▶ _What this task involves_: Only one stretch of the data below is needed. Output the lines from the one with "Target: white folding chair" up to and including the one with "Target: bamboo pick", exactly as they stand.

::: Supplied information :::

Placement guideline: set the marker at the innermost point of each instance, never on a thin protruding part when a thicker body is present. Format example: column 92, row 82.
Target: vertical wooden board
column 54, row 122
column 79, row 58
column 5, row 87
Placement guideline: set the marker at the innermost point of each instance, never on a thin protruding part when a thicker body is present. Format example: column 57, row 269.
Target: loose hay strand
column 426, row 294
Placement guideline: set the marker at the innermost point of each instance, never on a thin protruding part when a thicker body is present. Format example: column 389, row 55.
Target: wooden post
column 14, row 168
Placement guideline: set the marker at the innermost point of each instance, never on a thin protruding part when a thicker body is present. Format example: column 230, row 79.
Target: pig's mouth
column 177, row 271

:::
::: Supplied information :::

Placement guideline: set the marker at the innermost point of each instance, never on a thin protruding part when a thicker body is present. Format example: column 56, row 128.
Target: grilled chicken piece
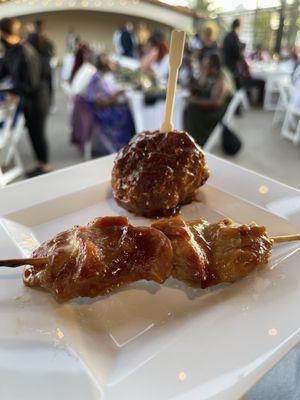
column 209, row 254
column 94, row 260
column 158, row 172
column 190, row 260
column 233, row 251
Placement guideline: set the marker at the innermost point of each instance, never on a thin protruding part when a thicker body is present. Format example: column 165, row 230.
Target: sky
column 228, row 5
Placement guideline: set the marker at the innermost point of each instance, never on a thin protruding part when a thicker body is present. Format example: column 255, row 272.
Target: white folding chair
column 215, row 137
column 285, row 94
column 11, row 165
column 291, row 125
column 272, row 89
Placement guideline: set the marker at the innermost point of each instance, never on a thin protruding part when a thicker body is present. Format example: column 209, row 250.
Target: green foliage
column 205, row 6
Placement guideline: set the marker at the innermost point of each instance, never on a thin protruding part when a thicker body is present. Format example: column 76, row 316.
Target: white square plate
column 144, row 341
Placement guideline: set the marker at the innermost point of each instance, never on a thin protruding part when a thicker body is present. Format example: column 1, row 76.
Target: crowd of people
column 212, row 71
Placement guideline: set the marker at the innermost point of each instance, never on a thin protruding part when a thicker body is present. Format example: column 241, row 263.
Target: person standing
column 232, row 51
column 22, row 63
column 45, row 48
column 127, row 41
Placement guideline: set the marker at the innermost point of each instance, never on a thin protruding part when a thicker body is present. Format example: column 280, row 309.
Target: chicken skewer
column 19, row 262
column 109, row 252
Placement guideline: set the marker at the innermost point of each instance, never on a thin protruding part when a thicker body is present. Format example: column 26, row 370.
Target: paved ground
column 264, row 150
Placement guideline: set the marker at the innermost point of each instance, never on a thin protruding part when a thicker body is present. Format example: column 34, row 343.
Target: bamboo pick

:::

▶ _Reply_:
Target: white folding chair
column 215, row 137
column 285, row 94
column 11, row 165
column 291, row 125
column 272, row 89
Placement guideline: set the marker at the innermost point of each instance, never on a thin protruding part when a thicker body is present. Format example: column 209, row 250.
Target: green foliage
column 205, row 6
Placement guideline: set the marker at the innermost point of each instance, never on a thin protruding part when a thicker body is present. Format example: column 76, row 316.
Target: white square plate
column 144, row 341
Placement guideline: set the marker at the innermost point of each instance, never on a thin protruding part when a thicker body is present. Format example: column 1, row 76.
Target: crowd of people
column 212, row 71
Placement guideline: set the marker at the innermost point of each instance, never on a thin protruding part when a thicker body is present. Format example: column 241, row 263.
Target: person standing
column 232, row 51
column 22, row 63
column 45, row 48
column 127, row 41
Placement guideline: set the marker at the innermost point of each instance, never on a thin protruding part when a thicker body is present. Format example: column 280, row 309.
Target: chicken skewer
column 19, row 262
column 109, row 252
Placement guideline: set the marker at the innermost point of each instance, never on a thin protruding part when a thicker body is present. Format example: column 26, row 370.
Target: paved ground
column 264, row 150
Placement guideline: set the marker at the innermost point of each instance, never on a thin protruding part when a thicker body is present. Format example: column 34, row 343.
Target: bamboo pick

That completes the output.